> **Work item**
The entries below contain a line with "Target: garden lawn" and a line with "Target: clipped box hedge". Retype exactly everything from the first down to the second, both included, and nothing else.

> **Material supplied**
# # # #
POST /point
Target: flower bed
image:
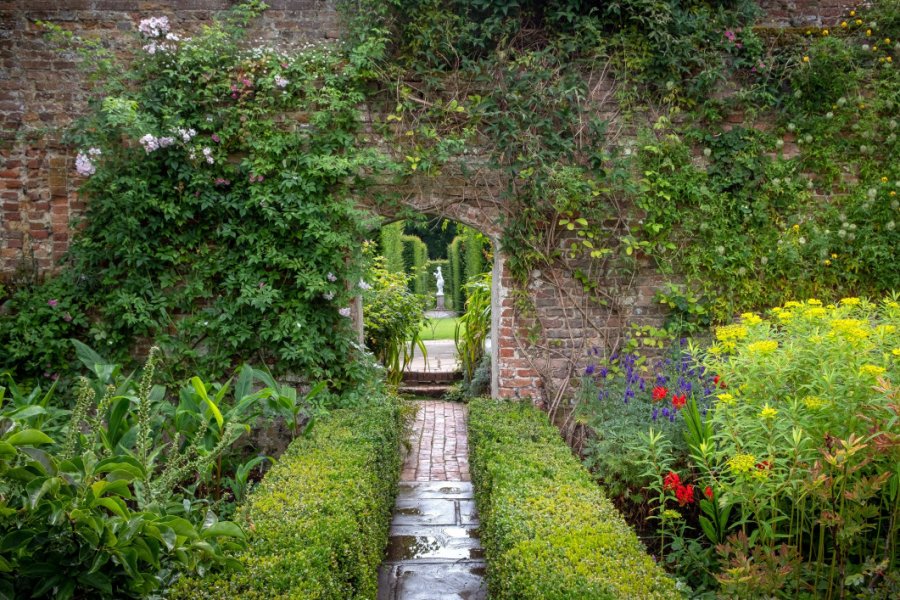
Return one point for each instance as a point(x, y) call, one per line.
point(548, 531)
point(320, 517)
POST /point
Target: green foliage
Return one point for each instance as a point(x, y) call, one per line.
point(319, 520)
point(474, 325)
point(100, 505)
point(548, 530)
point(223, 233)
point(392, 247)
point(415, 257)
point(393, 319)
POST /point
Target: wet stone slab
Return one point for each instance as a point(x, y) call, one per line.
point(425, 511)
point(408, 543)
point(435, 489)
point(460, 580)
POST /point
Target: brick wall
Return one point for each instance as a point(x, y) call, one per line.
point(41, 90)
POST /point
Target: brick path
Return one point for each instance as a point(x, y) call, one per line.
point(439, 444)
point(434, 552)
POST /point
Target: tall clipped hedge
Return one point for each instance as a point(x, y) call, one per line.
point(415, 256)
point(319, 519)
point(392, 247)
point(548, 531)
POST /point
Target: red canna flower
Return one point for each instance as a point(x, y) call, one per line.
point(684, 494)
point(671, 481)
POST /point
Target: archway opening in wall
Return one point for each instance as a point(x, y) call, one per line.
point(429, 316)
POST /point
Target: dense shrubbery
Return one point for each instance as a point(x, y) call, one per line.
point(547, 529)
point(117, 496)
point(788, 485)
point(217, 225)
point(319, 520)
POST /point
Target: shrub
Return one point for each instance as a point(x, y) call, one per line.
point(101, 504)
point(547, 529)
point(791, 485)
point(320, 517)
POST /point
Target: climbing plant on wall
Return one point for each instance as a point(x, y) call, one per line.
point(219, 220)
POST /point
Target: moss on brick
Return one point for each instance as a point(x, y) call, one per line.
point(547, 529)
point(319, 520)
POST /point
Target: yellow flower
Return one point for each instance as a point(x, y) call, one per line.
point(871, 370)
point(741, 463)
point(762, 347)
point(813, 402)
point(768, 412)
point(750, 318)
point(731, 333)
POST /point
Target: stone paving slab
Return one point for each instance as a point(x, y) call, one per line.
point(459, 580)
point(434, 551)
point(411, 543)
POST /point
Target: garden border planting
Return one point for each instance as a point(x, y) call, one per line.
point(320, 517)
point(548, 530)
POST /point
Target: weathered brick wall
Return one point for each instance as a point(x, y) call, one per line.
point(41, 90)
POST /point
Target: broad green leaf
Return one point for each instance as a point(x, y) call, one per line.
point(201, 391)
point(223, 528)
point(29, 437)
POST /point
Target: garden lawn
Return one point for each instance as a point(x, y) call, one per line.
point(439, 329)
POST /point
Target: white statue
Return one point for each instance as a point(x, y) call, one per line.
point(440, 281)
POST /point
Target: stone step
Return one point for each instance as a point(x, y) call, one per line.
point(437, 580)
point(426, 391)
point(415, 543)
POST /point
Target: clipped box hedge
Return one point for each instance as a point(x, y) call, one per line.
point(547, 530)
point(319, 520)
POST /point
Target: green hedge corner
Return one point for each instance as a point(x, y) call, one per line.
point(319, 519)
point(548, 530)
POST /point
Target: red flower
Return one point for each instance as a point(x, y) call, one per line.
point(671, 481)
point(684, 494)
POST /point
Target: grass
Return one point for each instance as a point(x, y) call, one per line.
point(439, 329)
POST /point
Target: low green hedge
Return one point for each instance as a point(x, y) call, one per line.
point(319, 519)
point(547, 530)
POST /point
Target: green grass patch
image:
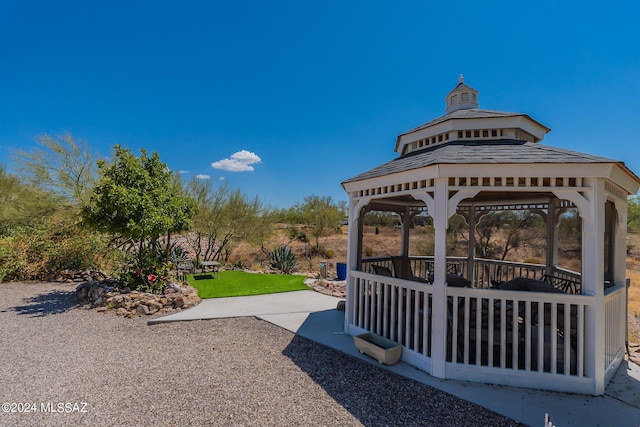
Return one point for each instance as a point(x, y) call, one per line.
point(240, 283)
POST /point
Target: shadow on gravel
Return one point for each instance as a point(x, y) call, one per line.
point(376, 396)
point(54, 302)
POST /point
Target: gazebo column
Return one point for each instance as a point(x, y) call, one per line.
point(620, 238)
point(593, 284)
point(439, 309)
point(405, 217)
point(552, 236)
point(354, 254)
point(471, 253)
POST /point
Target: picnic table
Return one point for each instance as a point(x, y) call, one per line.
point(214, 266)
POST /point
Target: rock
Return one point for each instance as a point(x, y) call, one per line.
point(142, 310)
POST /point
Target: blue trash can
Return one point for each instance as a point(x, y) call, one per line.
# # # #
> **Your response**
Target: garden lawn
Return one point for each instance as a point(x, y) call, one per line.
point(439, 329)
POST /point
Target: white statue
Return one point for each instance as a point(x, y) call, one per line.
point(440, 281)
POST /point
Target: stone step
Return one point for each instance as a point(x, y) call, one per line.
point(437, 580)
point(426, 391)
point(415, 543)
POST /point
Target: clipped box hedge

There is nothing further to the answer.